EXERCISE A:
Answer these questions from the text below about measuring a crowned rib, giving each answer on its own line with the same mark:
(i) How long does the text suggest making the rib?
(ii) According to the text, where will the high point of a constant radius crown end up?
(iii) Which civilization does the last sentence name?

Not a bit (sorry). That's the pretty much universal 
description of *intent*, but doesn't have much of anything to 
do with result. Try it with a piece of scrap wood. Make a rib 
about 18", or a half meter (Can I butcher linear measurement 
systems like this without losing the logical point?), and put 
the high point of the CONSTANT RADIUS crown as FAR OFF CENTER 
as you can. Feather it, as you do, prop it up on identically 
sized blocks, and measure where the high point of the crown 
is. It will be, I guarantee, unless you made something other 
than a constant radius crown, in the center of the rib. It 
matters not how you hold your tongue during the measuring and 
cutting process, the high point of the resulting arc segment 
defined by a chord will always, always, always, pending the 
refutation of basic geometry, be in the center of the chord. 
This isn't something that's going to bow out to intuitive 
"understanding". It's part of the marrow of reality.

I chose the half meter as a reasonably handy size that 
wouldn't waste unnecessary material, and would be easy enough 
to measure. You could make it 40 meters long to similar 
effect, but it would be marginally more expensive and 
difficult to produce.

That's it. It's not my claim, by discovery, or my invention as 
a desperate attempt to be right at any cost. It's an 
observation of principle that has been known for thousands of 
years, in every corner of science but piano technology.

I just think it might be time we caught up with the 
civilization that built the Parthenon.

GIVEN RECORDS:

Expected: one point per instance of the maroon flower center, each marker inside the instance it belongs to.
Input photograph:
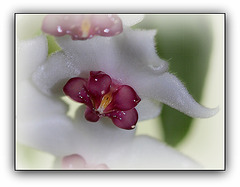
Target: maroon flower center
(104, 97)
(82, 27)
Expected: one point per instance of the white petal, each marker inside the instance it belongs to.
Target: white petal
(40, 119)
(148, 153)
(30, 54)
(148, 109)
(167, 89)
(130, 51)
(125, 58)
(53, 75)
(99, 139)
(131, 19)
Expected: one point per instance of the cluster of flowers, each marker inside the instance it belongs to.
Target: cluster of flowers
(115, 72)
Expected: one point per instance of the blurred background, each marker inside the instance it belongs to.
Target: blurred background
(193, 45)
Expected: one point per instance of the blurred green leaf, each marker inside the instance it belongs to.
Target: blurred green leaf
(52, 45)
(184, 41)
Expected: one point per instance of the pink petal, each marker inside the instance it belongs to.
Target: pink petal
(76, 90)
(91, 115)
(73, 162)
(125, 98)
(103, 25)
(98, 85)
(124, 119)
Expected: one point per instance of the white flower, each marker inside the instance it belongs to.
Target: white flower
(130, 59)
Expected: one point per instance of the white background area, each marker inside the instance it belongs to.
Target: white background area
(231, 175)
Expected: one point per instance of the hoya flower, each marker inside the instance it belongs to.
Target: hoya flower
(124, 63)
(84, 26)
(104, 97)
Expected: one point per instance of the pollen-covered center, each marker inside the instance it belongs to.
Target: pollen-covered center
(106, 100)
(105, 97)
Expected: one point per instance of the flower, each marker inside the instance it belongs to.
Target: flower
(82, 26)
(104, 97)
(129, 59)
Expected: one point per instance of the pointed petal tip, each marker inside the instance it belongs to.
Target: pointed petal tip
(208, 112)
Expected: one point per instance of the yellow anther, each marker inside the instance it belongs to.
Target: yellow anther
(106, 100)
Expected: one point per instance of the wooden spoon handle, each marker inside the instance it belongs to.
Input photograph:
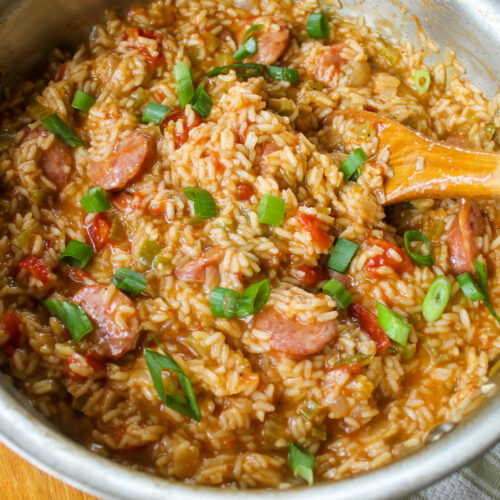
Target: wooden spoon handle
(424, 168)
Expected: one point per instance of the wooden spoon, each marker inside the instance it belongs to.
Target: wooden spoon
(446, 171)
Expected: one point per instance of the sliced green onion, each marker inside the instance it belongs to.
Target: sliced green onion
(469, 287)
(339, 293)
(422, 80)
(302, 462)
(396, 327)
(254, 298)
(202, 102)
(154, 113)
(350, 166)
(242, 70)
(55, 125)
(436, 299)
(317, 25)
(129, 281)
(271, 210)
(281, 73)
(204, 204)
(156, 363)
(224, 302)
(248, 47)
(74, 317)
(342, 254)
(413, 235)
(184, 79)
(482, 278)
(95, 201)
(77, 254)
(82, 101)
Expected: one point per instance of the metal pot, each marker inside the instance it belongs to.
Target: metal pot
(28, 28)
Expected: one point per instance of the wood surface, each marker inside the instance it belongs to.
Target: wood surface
(19, 480)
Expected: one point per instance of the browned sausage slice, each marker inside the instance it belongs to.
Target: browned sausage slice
(56, 161)
(464, 230)
(195, 271)
(291, 337)
(115, 316)
(130, 156)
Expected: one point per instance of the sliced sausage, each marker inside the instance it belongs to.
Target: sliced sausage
(195, 271)
(272, 40)
(130, 156)
(115, 317)
(56, 161)
(461, 241)
(292, 337)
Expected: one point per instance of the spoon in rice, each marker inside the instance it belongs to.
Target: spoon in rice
(425, 168)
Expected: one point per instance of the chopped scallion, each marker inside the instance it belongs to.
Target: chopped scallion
(55, 125)
(77, 254)
(74, 317)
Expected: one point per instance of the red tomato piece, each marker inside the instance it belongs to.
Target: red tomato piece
(369, 323)
(309, 275)
(98, 232)
(36, 267)
(386, 259)
(311, 224)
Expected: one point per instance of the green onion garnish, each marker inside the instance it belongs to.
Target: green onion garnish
(154, 113)
(271, 210)
(342, 254)
(55, 125)
(157, 362)
(350, 166)
(422, 80)
(77, 254)
(396, 327)
(202, 102)
(204, 204)
(482, 278)
(254, 298)
(129, 281)
(317, 25)
(242, 70)
(95, 201)
(413, 235)
(224, 302)
(339, 293)
(184, 79)
(436, 299)
(74, 317)
(469, 287)
(82, 101)
(302, 462)
(281, 73)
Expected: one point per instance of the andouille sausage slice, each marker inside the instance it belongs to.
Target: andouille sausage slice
(195, 271)
(292, 337)
(130, 156)
(461, 241)
(115, 317)
(56, 161)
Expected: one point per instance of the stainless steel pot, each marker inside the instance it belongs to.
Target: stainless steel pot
(28, 28)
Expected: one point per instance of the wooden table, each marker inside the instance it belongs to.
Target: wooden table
(19, 480)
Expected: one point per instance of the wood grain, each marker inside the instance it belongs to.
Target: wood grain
(19, 480)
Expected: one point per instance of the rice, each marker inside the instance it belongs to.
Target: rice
(254, 379)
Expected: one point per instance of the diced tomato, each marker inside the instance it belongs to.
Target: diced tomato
(309, 275)
(369, 323)
(98, 232)
(386, 259)
(244, 191)
(311, 224)
(12, 325)
(36, 267)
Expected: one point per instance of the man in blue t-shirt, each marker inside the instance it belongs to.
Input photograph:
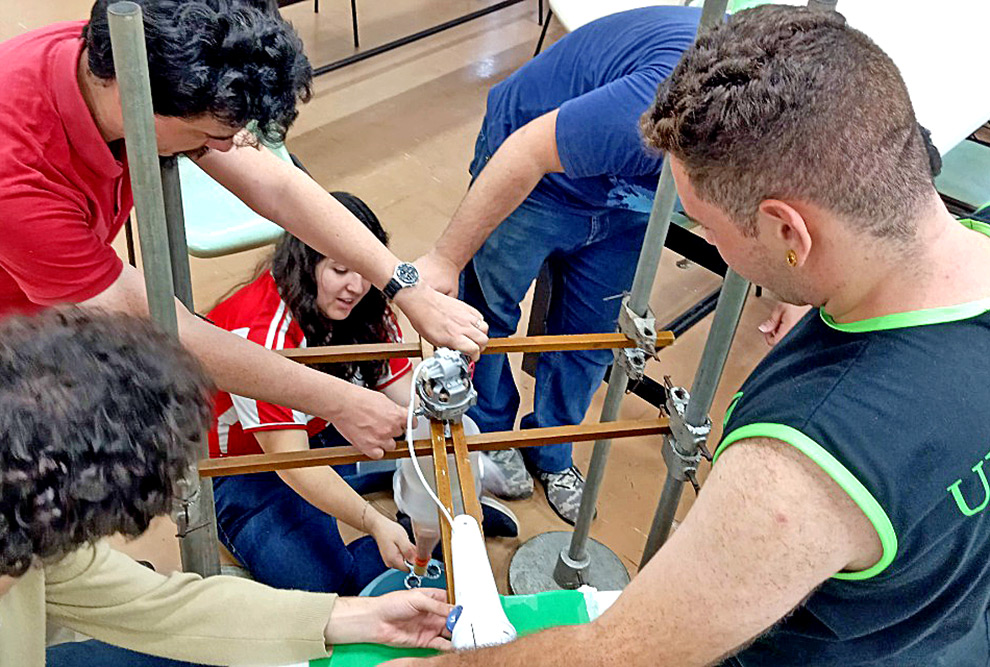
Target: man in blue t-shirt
(561, 174)
(846, 519)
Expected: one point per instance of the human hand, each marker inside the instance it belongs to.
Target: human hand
(370, 421)
(393, 543)
(439, 273)
(782, 319)
(444, 321)
(412, 619)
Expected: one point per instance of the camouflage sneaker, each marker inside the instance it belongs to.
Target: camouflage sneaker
(507, 477)
(564, 491)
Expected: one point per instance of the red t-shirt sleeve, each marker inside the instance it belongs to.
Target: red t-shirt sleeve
(50, 250)
(396, 367)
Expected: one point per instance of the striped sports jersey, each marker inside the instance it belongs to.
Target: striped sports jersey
(256, 312)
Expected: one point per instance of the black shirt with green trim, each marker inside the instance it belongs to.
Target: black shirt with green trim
(895, 410)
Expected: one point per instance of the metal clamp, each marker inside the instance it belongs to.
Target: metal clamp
(640, 329)
(684, 438)
(186, 511)
(444, 386)
(632, 360)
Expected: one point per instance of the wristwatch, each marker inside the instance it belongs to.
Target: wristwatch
(405, 275)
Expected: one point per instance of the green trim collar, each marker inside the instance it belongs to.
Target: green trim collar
(915, 318)
(840, 474)
(918, 318)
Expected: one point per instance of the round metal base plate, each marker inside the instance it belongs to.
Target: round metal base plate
(531, 568)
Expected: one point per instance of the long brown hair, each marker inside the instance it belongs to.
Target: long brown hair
(293, 265)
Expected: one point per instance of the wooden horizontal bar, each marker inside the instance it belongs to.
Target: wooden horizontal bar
(239, 465)
(352, 353)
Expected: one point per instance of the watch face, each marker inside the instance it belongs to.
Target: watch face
(407, 274)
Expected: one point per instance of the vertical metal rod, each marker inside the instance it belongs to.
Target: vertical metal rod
(663, 520)
(130, 59)
(727, 314)
(176, 225)
(571, 564)
(196, 521)
(354, 27)
(653, 241)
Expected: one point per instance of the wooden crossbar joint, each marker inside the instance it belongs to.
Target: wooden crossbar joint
(552, 435)
(439, 441)
(564, 343)
(465, 474)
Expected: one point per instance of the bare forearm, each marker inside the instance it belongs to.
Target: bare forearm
(570, 646)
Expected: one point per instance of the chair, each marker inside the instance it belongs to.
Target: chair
(217, 222)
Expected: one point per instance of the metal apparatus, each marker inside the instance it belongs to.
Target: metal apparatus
(444, 387)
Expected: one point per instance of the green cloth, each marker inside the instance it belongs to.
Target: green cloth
(529, 613)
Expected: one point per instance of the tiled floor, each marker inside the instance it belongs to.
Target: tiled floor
(398, 130)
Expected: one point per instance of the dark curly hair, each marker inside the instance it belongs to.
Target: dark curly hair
(236, 60)
(293, 265)
(790, 102)
(100, 415)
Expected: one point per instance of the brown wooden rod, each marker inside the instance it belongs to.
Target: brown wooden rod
(438, 441)
(465, 476)
(352, 353)
(238, 465)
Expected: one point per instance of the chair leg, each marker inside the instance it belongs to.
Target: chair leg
(542, 295)
(129, 236)
(354, 22)
(543, 34)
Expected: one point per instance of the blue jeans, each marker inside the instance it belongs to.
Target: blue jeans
(287, 543)
(594, 255)
(92, 653)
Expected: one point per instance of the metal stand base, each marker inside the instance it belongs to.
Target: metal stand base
(532, 566)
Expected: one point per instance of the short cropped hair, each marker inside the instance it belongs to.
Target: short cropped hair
(789, 102)
(100, 416)
(236, 60)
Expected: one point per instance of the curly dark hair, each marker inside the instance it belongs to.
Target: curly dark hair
(790, 102)
(293, 264)
(100, 415)
(236, 60)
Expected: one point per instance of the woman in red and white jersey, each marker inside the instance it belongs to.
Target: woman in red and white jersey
(283, 526)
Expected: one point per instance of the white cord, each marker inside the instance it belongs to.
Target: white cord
(412, 448)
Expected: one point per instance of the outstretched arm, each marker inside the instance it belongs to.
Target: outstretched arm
(288, 197)
(366, 418)
(768, 528)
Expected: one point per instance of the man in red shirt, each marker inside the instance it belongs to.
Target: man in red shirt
(215, 65)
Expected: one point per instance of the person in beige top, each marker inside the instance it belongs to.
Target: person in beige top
(100, 416)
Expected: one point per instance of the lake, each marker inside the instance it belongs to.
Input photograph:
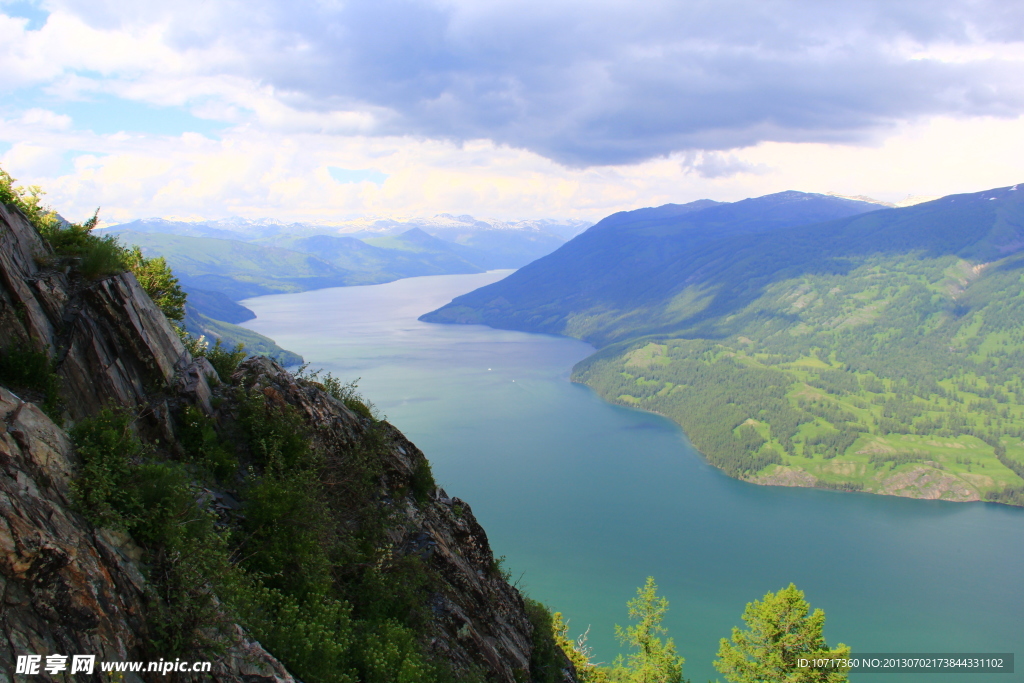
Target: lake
(587, 499)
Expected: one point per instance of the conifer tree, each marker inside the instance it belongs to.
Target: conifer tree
(653, 662)
(779, 634)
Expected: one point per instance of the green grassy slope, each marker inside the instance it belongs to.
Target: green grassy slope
(230, 335)
(896, 370)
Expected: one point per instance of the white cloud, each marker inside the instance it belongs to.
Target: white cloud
(464, 103)
(256, 173)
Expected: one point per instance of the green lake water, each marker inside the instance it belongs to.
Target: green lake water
(587, 499)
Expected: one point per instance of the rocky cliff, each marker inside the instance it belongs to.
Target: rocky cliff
(70, 587)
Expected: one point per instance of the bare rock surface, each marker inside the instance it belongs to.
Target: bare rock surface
(69, 588)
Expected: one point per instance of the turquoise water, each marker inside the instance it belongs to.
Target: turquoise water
(587, 499)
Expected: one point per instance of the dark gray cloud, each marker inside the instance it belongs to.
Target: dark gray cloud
(594, 83)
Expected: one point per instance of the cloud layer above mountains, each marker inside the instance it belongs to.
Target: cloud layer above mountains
(581, 84)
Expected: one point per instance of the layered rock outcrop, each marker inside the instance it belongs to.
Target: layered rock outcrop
(69, 588)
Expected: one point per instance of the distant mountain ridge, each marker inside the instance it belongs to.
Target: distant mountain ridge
(607, 281)
(882, 351)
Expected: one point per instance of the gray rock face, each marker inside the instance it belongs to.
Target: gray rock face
(68, 588)
(111, 342)
(478, 617)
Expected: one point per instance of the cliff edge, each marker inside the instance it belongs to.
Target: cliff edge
(71, 585)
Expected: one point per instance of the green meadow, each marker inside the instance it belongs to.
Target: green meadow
(900, 375)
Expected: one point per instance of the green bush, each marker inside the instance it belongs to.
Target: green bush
(159, 282)
(343, 391)
(423, 481)
(276, 436)
(288, 532)
(223, 360)
(198, 434)
(108, 449)
(546, 659)
(312, 637)
(24, 368)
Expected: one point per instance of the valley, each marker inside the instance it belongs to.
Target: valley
(880, 352)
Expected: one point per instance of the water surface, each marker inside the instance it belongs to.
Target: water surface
(587, 499)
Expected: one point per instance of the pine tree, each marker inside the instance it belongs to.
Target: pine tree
(779, 633)
(653, 662)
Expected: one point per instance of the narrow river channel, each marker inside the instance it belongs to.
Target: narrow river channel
(587, 499)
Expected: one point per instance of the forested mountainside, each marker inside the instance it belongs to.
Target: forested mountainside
(617, 279)
(157, 505)
(880, 352)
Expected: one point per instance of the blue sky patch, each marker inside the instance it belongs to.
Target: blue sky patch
(108, 114)
(26, 9)
(348, 175)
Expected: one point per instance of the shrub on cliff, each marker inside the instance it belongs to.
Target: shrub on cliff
(95, 257)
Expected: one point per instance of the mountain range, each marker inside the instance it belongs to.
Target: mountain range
(223, 261)
(803, 339)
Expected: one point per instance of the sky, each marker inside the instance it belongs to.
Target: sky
(328, 110)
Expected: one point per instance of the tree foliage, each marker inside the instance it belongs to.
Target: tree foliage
(779, 633)
(92, 256)
(651, 659)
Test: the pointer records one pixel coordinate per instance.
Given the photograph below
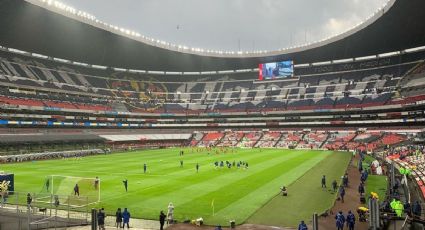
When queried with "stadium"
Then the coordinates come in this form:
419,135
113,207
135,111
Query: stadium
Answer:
96,118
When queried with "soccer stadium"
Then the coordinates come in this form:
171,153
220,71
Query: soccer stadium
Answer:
102,127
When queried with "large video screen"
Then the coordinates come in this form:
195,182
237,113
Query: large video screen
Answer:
276,70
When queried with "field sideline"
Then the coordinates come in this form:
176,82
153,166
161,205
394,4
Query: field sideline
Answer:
233,193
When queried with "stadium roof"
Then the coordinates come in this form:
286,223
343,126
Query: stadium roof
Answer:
25,26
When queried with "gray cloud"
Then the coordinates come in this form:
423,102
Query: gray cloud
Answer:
223,24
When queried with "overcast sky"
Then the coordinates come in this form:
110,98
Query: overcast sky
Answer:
230,24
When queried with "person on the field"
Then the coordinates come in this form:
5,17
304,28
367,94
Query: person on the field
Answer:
101,219
284,191
47,184
56,202
341,193
96,183
417,209
302,226
334,185
170,213
76,190
340,219
125,182
323,181
126,218
118,218
29,200
361,189
161,220
345,180
351,220
360,166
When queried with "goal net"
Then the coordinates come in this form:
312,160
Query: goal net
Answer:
64,188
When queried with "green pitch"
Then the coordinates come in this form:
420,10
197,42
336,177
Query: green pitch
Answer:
217,195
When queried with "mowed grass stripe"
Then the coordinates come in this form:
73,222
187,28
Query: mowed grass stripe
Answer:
249,203
165,181
187,177
305,196
209,180
255,190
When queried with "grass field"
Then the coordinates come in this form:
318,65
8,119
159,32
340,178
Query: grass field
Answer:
244,195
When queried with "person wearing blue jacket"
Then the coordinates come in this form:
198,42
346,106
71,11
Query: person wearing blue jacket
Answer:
351,220
340,220
302,226
126,217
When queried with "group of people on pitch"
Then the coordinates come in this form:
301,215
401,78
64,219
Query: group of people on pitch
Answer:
122,218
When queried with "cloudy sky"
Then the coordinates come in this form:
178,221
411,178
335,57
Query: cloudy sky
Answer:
232,24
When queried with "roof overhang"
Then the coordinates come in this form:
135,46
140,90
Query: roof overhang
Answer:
400,25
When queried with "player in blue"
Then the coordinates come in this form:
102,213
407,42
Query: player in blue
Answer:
125,182
302,226
351,220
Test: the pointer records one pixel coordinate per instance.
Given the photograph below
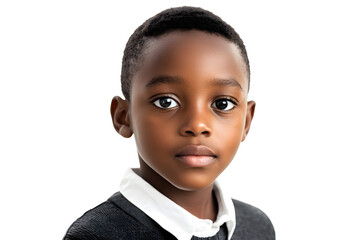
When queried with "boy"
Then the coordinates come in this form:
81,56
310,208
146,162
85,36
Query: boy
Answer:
185,79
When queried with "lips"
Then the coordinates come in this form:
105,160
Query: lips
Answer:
196,156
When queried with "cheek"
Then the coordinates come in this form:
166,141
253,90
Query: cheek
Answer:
152,136
228,135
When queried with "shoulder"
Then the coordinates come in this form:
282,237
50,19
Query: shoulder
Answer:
115,218
252,223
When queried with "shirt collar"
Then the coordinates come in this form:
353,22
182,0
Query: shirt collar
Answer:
170,216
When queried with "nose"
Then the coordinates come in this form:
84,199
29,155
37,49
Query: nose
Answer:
196,122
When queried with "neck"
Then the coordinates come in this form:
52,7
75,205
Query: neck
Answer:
201,203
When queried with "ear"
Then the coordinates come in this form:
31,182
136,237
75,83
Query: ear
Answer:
250,110
120,116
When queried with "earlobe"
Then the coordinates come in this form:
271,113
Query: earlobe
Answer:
119,110
250,110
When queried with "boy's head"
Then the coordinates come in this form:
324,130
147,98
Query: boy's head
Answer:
185,78
182,18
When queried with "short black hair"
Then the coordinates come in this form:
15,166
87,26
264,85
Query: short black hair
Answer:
172,19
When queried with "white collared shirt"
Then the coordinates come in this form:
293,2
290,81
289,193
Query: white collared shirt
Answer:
170,216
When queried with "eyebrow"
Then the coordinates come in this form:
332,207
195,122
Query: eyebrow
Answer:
226,82
163,80
176,80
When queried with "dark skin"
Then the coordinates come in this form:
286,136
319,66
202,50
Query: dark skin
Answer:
189,112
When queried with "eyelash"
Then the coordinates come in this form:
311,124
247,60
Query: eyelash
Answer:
156,101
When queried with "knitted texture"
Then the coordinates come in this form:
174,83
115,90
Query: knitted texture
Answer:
117,218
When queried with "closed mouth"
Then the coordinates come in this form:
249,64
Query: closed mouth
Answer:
196,156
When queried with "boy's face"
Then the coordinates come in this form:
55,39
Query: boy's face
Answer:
188,108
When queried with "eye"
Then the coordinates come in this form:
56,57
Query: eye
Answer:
223,104
165,103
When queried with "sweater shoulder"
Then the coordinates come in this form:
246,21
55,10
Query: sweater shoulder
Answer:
115,218
252,223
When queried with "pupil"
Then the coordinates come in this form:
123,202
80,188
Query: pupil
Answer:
165,102
221,104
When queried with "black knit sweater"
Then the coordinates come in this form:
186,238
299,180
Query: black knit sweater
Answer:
117,218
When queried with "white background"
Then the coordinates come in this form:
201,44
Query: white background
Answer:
60,64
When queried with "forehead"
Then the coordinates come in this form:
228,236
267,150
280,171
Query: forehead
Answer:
191,54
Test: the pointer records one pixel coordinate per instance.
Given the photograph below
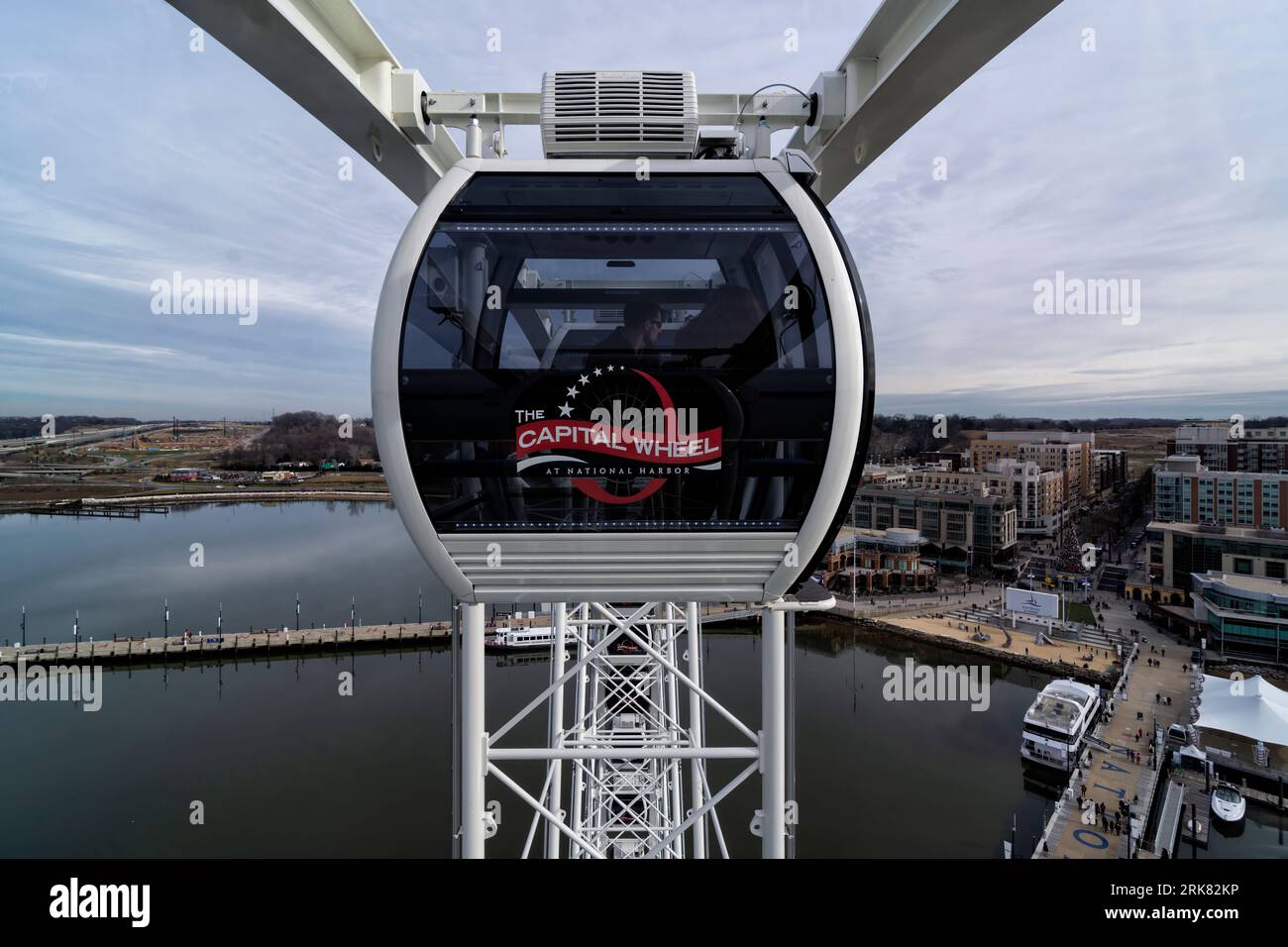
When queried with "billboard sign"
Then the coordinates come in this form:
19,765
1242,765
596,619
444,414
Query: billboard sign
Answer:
1037,603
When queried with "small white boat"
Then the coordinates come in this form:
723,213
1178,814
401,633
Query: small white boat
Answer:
1228,804
524,637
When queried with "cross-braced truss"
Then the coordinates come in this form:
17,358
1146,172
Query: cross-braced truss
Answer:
638,767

EXERCISE B: Pick out every line of the records above that contains the word "table".

CORRECT OUTPUT A:
(i) About 18 inches, or a half meter.
(ii) In the center of the rib.
(iii) The civilization that built the Parthenon.

CORRECT OUTPUT B:
Expected: one point per instance of the wooden table, each marker inside the instance it belongs to.
Target: wooden table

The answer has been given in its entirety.